● **PROBLEM TO SOLVE**: All of the data below should be written out exactly.

● **EXTRACTED DATA**:
+ + + + + + +

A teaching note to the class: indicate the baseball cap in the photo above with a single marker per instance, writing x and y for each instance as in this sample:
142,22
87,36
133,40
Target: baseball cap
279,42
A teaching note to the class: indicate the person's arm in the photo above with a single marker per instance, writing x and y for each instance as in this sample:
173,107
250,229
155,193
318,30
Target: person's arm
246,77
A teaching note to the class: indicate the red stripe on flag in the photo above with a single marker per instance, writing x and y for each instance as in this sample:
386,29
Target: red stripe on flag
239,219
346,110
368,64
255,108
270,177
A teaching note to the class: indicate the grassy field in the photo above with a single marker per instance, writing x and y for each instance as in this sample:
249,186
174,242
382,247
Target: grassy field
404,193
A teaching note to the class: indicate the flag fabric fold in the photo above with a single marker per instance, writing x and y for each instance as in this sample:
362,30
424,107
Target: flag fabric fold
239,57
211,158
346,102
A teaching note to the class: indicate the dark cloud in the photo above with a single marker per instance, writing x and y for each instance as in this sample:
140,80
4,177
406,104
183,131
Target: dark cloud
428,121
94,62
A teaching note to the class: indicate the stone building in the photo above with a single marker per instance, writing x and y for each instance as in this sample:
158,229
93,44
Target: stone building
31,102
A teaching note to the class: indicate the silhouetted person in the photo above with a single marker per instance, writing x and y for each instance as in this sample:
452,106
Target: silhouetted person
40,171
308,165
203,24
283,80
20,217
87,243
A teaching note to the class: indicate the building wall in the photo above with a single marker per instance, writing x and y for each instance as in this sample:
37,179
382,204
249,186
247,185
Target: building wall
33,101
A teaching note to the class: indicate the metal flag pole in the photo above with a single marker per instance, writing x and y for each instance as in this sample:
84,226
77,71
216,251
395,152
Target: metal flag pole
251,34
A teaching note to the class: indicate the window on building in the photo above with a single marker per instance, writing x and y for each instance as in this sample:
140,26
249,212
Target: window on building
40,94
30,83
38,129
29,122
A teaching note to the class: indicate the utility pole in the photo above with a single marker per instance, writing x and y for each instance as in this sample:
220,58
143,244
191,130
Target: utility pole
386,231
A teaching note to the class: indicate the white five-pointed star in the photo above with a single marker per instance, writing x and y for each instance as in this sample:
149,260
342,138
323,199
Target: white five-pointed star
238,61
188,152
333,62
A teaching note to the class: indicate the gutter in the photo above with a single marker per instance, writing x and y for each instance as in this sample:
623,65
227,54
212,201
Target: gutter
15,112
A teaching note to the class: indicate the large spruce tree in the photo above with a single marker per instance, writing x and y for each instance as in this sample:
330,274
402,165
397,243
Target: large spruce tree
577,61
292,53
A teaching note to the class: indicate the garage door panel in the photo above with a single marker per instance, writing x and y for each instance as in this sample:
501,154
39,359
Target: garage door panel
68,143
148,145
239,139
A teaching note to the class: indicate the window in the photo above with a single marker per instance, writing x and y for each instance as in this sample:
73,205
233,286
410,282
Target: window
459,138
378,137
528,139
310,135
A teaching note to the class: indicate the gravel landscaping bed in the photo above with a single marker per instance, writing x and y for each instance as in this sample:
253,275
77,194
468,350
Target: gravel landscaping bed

+ + + + + + +

● **SOLVED EXERCISE**:
A teaching note to the class: indicate the baseball cap in the photo above with a single marker per instance, writing x and y for each instance as in this sample:
142,22
87,36
133,40
Target: baseball cap
279,42
A teaching note to the class: indicate the person's arm in the photo above with a single marker per instance, writing x and y for each instance as in this sample:
173,107
250,229
155,193
318,30
Target: person's arm
246,77
A teaching note to the class: indicate the red stripe on flag in the photo above with a single marker per instance, writing x and y for each instance as in this sample:
386,29
Target: red stripe on flag
239,219
346,110
368,64
255,108
270,177
A teaching note to the class: indicate the grassy field in the photo above with a single marker per instance, writing x and y for each instance as in this sample:
249,186
174,242
382,247
Target: grassy field
404,193
A teaching note to the class: indicate the flag fabric fold in the photo above with a single marker per instance, writing x and y for each instance as in this sample:
362,30
424,107
Target: flag fabric fold
239,57
211,158
346,102
A teaching note to the class: indicate the dark cloud in the photo above with a single marker per instance, writing x and y for each instance as in this sample:
140,80
4,177
406,104
183,131
Target: dark cloud
428,121
94,62
A teaching note to the class: indicate the stone building in the photo above with a single marker per instance, writing x and y for each instance as in this sample:
158,229
93,44
Target: stone building
31,102
A teaching note to the class: indicate the silhouetted person in the photo above with a single marker per instance, writing x and y for each instance as in this sample:
452,106
Target: silhouetted person
40,171
308,165
203,24
283,80
20,217
87,243
A teaching note to the class: indicate the building wall in the photo above with a single marker per instance, writing x and y for each instance as in this sample:
37,179
382,204
249,186
247,185
Target: building wall
33,101
A teaching note to the class: indicate the metal flag pole in the photo above with a single marker per instance, writing x and y for each instance as in this sample:
84,226
77,71
216,251
395,152
Target: metal flag pole
251,34
A teaching note to the class: indicate the window on building in the photo above with a single marker per instance, writing x and y for each instance as in this sample:
140,26
249,212
Target: window on building
40,94
30,83
38,129
29,122
A teaching note to the class: indicate the utility pole in the photo above with a single marker per instance, writing x and y for each instance as in this sample:
220,58
143,244
191,130
Target: utility pole
386,231
A teaching note to the class: indicate the white five-pointed star in the photo above with a single marker per instance, writing x and y for each instance as in this sample:
149,260
342,138
323,199
Target: white five-pointed star
238,61
188,152
333,62
A teaching note to the class: indicate the gutter in the photo above with a single marker per instance, writing x and y for each instance as in this sample:
623,65
227,54
212,201
Target: gutter
15,112
A teaching note to the class: indicate the large spruce tree in the photo above with a single marker per instance, writing x and y for each instance as in this sample:
330,274
402,165
397,243
Target: large spruce tree
577,61
292,53
A teaching note to the class: indicate the garage door panel in the photo above with a single marker per instance, writing x and y for each instance as in this sample:
501,154
39,359
Target: garage door panel
68,143
148,145
239,139
A teaching note to the class: indicate the window in the photo above with a single marker per instance, writing x and y for each instance as in this sample:
73,205
233,286
410,282
Target: window
459,138
378,137
528,139
310,135
A teaching note to the class: indicate the gravel landscaping bed in the photo above with a single marker per instance, writing x and y for each instance as in this sample:
253,275
77,194
468,350
Target: gravel landscaping bed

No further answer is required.